*Aufgabenstellungen*.
a: Wie groß ist laut dem Bericht über Portugals Schuldenkrise die Fläche der verlassenen Fabrik?
b: Setzen Sie den Bericht über Portugals Schuldenkrise im Anschluss an dessen letzten Satz fort.
___ Leseauszug
Schuldenkrise: Portugal steht vor dem Kollaps
"Ich glaube, es wird noch schlimmer als in Griechenland", sagt ein Banker. Jeden Tag verschwinden in Portugal über 200 Arbeitsplätze, jeden Tag geht ein neues Unternehmen pleite. Immer mehr rückt das Land ins Zentrum der Euro-Krise.
Die Fabrik der Deutschen, die der Stadt Arbeit gab, ist verlassen, alles Leben aus ihr gewichen, einzig die Deckenventilatoren drehen sich. Rotieren lautlos über dem Kopf von Fernando Castro. „Diese Stille“, sagt der 66-Jährige, „du wirst am Ende ganz verrückt.“ Jeden Tag betritt er die Fabrik zur Sicherheit durch die gleiche Tür. „Ich verliere sonst die Orientierung“, klagt er. Entlang weißer Zettel, die er in den Wochen zuvor auf Türen und Maschinen klebte, sucht er auf 50 000 Quadratmetern den Weg durch Hallen und Gänge, einem in Jahrzehnten gewachsenen Labyrinth von Bauten, Anbauten und Erweiterungen. Ein Assistent begleitet ihn, so sind sie zu zweit, sollte ein Unfall passieren. Die beiden Männer leben davon, das Lebenswerk anderer zu demontieren. Die Fabrik war bis vor kurzem die größte Schuhfertigung Portugals, eine der größten des Landes, und Fernando Castro ist ihr Abwickler. Einer, der immer dann erscheint, wenn das Hoffen vergebens war.
______
___ Datensätze
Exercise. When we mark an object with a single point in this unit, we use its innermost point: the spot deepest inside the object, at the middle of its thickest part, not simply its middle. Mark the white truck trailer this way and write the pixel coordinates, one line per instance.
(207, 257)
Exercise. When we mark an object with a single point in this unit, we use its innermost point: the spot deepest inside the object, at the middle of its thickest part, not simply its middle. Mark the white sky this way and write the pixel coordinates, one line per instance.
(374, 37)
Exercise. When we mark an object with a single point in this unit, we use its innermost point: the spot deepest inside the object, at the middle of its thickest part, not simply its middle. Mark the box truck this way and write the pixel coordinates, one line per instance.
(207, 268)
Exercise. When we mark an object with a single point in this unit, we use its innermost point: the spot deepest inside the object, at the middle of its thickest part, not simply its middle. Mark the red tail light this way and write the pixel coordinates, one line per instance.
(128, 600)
______
*Gelöste Aufgaben*.
a: 50 000 Quadratmeter.

b:
Wo bei der Firma Rohde früher bis zu 3000 Menschen stanzten, nähten, verpackten, arbeitet jetzt nur noch er. Sein Assistent, mehr ein Freund als ein Angestellter, sagt Castro, zählt, hält inne, damit er sich nicht verzählt, schließt kurz die Augen, zählt weiter. „Nach ein paar Stunden kotzt du Maschinen“, stöhnt er. Endlose Reihen von Pfaff-Nähmaschinen, die ehemals ein Vermögen kosteten. „Für die da kriegt man so gut wie nichts. 50 Euro, vielleicht nur 20“, sagt er. Es gibt keinen Markt hierfür. Die Madonnenbilder, mit denen sie die Näherinnen beklebten, vermochten ihre Arbeitsplätze nicht zu schützen. Verwaist sind die vier großen Kantinen, in denen wie nach einer Massenflucht die Stühle kreuz und quer stehen. Die letzten Lohnabrechnungen bedecken die Schreibtische der Buchhaltung. Einsam klingelt ab und an irgendwo noch ein Telefon. Es ist niemand da, der abnimmt.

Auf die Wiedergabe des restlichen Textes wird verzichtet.